Reproduce the records without alteration, starting with the line that contains "Dear assistant, the user would like the sky" and continuing through the line that contains "[283,108,312,159]", with both of those lines included.

* **MATERIAL FOR THIS EXERCISE**
* START *

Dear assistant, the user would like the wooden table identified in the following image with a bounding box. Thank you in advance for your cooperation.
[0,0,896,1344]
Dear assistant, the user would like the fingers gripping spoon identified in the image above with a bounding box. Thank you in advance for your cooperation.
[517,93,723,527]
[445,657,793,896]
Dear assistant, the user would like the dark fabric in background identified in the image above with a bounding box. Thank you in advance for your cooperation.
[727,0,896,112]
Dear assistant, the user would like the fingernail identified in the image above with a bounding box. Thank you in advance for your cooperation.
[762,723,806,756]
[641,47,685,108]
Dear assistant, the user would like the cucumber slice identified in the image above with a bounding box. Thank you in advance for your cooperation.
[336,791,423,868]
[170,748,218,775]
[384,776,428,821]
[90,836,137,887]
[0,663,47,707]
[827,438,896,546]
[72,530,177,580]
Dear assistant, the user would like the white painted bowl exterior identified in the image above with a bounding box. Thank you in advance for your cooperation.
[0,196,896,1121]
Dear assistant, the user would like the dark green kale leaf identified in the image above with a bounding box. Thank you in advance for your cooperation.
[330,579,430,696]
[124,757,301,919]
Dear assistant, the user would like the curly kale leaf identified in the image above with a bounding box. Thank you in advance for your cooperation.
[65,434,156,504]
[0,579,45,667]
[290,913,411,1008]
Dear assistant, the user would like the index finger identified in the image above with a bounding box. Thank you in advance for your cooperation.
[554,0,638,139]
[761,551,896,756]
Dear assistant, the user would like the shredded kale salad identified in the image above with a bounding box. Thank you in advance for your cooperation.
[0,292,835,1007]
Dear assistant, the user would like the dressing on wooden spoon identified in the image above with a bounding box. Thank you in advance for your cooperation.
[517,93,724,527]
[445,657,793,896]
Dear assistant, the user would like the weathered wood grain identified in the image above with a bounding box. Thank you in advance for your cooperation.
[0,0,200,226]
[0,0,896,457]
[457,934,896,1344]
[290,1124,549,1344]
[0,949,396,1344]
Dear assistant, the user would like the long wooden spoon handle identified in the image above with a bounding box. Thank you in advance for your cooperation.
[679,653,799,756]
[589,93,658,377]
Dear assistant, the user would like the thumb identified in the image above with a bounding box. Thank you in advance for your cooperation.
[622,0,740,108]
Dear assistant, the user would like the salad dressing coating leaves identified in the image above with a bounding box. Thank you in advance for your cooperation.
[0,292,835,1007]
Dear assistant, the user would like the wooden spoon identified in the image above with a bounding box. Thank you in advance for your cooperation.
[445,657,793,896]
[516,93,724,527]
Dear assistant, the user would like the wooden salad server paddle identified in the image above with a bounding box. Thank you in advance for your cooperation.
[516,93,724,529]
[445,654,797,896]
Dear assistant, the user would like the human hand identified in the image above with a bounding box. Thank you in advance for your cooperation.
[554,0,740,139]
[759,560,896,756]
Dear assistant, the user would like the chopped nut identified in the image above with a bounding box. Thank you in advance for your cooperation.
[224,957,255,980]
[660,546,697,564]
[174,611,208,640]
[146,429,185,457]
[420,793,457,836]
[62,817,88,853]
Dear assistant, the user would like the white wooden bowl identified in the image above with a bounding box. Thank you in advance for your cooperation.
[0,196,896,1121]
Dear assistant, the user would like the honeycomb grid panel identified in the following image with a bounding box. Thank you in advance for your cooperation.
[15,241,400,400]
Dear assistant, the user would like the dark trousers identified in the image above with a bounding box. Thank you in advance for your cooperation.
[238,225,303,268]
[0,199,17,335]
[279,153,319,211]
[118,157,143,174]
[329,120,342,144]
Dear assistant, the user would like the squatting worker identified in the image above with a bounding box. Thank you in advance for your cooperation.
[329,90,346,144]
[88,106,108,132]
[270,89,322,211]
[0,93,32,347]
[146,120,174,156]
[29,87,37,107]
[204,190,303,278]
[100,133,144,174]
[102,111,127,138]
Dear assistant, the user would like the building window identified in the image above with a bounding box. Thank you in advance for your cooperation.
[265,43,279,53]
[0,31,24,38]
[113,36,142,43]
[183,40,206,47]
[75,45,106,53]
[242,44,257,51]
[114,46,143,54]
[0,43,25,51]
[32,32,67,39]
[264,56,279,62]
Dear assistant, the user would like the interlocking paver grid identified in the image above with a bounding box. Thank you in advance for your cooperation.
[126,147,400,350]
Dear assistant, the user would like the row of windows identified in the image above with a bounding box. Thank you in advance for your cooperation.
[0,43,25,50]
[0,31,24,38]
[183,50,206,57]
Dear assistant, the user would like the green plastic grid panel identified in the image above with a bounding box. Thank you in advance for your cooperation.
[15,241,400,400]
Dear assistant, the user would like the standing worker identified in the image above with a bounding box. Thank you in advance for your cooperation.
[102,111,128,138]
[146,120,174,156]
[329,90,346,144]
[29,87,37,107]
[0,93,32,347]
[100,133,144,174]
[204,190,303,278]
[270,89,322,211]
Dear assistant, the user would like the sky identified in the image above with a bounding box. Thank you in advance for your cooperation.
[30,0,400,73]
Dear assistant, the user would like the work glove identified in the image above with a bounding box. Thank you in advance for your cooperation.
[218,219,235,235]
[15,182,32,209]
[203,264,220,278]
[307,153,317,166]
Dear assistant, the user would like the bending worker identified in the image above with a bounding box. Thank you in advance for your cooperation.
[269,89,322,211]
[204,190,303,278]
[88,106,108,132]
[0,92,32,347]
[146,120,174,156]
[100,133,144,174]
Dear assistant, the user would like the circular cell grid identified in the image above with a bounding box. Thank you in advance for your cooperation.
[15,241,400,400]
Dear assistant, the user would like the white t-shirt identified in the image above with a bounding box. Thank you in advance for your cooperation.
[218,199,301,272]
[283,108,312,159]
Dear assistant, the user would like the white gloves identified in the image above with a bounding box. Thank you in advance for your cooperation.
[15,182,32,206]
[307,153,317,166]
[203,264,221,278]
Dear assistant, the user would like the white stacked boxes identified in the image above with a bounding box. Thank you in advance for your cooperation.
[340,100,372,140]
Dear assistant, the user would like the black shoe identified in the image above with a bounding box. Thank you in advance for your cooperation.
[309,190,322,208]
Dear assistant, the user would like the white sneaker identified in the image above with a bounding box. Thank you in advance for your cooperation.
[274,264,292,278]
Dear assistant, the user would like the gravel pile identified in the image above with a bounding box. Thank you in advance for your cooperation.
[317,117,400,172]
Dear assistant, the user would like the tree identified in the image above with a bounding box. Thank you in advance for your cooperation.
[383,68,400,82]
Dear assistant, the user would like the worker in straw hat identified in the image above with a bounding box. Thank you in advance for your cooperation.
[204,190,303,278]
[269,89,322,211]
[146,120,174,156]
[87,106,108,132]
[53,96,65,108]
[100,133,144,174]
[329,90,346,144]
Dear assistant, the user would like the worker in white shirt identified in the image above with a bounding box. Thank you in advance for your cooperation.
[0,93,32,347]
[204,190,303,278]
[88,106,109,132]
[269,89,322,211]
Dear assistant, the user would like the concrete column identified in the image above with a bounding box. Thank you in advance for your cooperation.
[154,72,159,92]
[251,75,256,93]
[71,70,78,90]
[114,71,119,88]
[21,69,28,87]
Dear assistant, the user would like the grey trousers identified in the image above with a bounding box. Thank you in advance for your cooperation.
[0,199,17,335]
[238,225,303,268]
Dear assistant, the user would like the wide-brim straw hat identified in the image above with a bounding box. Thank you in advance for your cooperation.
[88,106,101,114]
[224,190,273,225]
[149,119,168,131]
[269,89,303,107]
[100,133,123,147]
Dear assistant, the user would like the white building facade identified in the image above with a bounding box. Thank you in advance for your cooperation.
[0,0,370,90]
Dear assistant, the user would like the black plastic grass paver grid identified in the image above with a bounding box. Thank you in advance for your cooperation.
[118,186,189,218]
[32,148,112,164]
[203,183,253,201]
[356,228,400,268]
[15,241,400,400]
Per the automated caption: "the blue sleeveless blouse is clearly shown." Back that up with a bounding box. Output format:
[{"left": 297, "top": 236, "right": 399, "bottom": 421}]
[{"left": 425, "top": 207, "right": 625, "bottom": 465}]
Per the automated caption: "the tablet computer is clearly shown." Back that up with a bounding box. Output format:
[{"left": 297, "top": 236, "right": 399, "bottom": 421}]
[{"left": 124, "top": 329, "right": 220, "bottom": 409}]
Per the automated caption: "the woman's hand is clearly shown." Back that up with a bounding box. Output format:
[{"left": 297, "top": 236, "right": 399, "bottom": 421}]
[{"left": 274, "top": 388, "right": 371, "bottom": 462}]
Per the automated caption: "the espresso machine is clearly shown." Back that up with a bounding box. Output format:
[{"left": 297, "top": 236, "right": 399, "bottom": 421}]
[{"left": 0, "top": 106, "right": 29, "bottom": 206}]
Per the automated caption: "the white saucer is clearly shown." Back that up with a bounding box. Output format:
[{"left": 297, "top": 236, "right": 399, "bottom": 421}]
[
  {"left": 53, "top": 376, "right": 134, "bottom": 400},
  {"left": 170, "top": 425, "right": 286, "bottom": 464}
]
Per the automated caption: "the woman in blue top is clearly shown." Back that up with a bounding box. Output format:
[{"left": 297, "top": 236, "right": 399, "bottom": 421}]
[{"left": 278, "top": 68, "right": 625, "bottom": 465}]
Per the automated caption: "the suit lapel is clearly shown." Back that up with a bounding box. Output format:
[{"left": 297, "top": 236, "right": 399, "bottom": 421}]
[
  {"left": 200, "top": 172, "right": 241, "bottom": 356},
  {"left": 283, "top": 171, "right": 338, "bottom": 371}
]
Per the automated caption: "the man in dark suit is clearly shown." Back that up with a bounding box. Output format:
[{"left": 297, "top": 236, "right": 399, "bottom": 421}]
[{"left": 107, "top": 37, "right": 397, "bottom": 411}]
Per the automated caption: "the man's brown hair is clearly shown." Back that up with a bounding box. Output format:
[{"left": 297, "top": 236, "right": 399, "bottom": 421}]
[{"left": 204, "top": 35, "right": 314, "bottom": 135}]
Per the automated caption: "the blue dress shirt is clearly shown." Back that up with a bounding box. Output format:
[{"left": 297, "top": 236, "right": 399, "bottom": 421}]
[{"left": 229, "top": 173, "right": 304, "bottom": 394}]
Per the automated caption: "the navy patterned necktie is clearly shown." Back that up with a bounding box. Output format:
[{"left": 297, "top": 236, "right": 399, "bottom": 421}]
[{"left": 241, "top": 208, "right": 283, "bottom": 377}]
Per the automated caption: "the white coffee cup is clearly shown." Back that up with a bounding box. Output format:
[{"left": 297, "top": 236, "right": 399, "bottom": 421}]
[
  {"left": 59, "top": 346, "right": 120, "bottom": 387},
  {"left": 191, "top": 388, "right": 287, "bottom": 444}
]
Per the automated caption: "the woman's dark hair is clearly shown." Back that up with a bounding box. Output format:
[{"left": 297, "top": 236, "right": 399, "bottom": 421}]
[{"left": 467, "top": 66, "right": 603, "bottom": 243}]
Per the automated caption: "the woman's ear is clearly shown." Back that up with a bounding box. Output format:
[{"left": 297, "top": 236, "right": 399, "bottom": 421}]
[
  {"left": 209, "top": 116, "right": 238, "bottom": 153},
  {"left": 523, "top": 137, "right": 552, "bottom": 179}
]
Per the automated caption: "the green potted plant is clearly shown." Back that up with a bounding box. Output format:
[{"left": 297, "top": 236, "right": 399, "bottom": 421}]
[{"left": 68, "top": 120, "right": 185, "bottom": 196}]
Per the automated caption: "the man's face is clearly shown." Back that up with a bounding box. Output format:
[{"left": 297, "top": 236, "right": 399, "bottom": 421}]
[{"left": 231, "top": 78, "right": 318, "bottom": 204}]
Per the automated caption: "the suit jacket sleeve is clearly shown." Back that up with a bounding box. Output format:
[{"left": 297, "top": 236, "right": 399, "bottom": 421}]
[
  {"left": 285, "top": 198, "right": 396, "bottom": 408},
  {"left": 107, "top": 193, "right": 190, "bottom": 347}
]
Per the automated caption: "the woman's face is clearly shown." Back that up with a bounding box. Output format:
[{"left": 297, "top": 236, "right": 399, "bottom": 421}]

* END *

* **RESULT OF THIS TASK**
Dear assistant, the user would like the sky identified in the image above with a bounding box. Thank you in advance for your cooperation.
[30,0,400,73]
Dear assistant, the user would like the work glove identified in the image above with a bounding box. Thank you in advance for your cooperation.
[218,219,235,235]
[15,182,32,209]
[203,264,220,278]
[307,153,317,166]
Dear assistant, the user would like the bending worker identified in the image above with a bounding box. Thank you in advance for your cooperation.
[269,89,322,211]
[204,190,303,278]
[88,106,108,132]
[0,92,32,347]
[146,120,174,156]
[100,133,144,174]
Dear assistant, the user would like the circular cell grid identified in the image above with a bounding box. Thank you in advance for your cooperation.
[15,241,400,400]
Dear assistant, the user would like the white t-shirt identified in the image above with a bounding box. Thank you in advance for your cooperation.
[218,199,301,272]
[283,108,312,159]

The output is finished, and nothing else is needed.